▶ [Supplied entries]:
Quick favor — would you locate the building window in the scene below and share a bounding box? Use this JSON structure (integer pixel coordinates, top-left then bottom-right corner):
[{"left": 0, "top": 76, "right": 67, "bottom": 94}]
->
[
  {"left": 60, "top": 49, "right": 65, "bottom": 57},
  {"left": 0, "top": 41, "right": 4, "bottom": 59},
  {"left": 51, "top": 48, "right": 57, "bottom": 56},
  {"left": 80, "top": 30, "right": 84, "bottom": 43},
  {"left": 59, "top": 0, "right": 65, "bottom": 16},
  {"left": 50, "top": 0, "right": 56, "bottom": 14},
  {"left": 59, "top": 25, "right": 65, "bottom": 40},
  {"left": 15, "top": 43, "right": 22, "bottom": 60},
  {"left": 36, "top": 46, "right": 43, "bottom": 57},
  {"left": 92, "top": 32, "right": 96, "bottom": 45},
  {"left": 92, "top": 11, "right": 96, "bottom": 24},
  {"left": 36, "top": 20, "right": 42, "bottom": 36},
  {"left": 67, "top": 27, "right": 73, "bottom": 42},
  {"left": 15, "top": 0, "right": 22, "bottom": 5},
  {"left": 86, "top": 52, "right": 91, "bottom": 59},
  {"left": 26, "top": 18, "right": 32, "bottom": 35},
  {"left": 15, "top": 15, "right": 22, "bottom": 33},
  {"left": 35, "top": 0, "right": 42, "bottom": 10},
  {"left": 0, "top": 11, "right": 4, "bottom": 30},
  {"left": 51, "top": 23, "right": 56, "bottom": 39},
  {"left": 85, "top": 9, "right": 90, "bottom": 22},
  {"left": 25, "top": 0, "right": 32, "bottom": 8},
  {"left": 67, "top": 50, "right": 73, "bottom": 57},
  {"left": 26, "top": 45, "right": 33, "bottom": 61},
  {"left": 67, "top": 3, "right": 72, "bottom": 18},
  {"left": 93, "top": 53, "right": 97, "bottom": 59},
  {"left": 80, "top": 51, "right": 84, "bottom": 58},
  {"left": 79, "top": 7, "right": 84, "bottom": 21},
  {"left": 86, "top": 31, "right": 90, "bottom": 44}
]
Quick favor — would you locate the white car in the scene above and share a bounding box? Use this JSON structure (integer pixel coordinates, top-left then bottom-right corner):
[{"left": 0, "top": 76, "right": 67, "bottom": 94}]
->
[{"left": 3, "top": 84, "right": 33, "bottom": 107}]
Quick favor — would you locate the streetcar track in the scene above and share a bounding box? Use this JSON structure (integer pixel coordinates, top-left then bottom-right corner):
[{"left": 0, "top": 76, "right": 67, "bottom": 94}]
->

▶ [Task goal]:
Copy out every row above, keeping each line unchanged.

▶ [Task solution]:
Quick favor — would you locate the building window in the scene below and share a bounding box? Use this JSON structure (integer pixel coordinates, top-left then bottom-right corner):
[{"left": 0, "top": 76, "right": 67, "bottom": 94}]
->
[
  {"left": 60, "top": 49, "right": 65, "bottom": 57},
  {"left": 0, "top": 41, "right": 4, "bottom": 59},
  {"left": 51, "top": 48, "right": 57, "bottom": 56},
  {"left": 80, "top": 30, "right": 84, "bottom": 43},
  {"left": 59, "top": 0, "right": 65, "bottom": 16},
  {"left": 50, "top": 0, "right": 56, "bottom": 14},
  {"left": 59, "top": 25, "right": 65, "bottom": 40},
  {"left": 15, "top": 43, "right": 22, "bottom": 60},
  {"left": 36, "top": 46, "right": 43, "bottom": 57},
  {"left": 92, "top": 32, "right": 96, "bottom": 45},
  {"left": 92, "top": 11, "right": 96, "bottom": 24},
  {"left": 36, "top": 20, "right": 42, "bottom": 36},
  {"left": 67, "top": 27, "right": 73, "bottom": 42},
  {"left": 15, "top": 0, "right": 22, "bottom": 5},
  {"left": 86, "top": 52, "right": 91, "bottom": 59},
  {"left": 26, "top": 18, "right": 32, "bottom": 35},
  {"left": 15, "top": 15, "right": 22, "bottom": 33},
  {"left": 35, "top": 0, "right": 42, "bottom": 10},
  {"left": 0, "top": 11, "right": 4, "bottom": 30},
  {"left": 51, "top": 23, "right": 56, "bottom": 39},
  {"left": 85, "top": 9, "right": 90, "bottom": 22},
  {"left": 25, "top": 0, "right": 32, "bottom": 8},
  {"left": 67, "top": 50, "right": 73, "bottom": 57},
  {"left": 26, "top": 45, "right": 33, "bottom": 61},
  {"left": 67, "top": 3, "right": 72, "bottom": 18},
  {"left": 93, "top": 53, "right": 97, "bottom": 59},
  {"left": 80, "top": 51, "right": 84, "bottom": 58},
  {"left": 79, "top": 7, "right": 84, "bottom": 21},
  {"left": 86, "top": 31, "right": 90, "bottom": 44}
]
Quick favor — would you locate the white car in the scene above and share a bounding box? Use this JSON structure (integer pixel coordinates, top-left then bottom-right corner):
[{"left": 0, "top": 76, "right": 67, "bottom": 94}]
->
[{"left": 3, "top": 84, "right": 33, "bottom": 107}]
Quick favor — would you locate the streetcar track in the scene above and share a bounding box? Use this JSON structure (integer pixel coordinates, top-left then bottom-right corner):
[{"left": 0, "top": 76, "right": 67, "bottom": 94}]
->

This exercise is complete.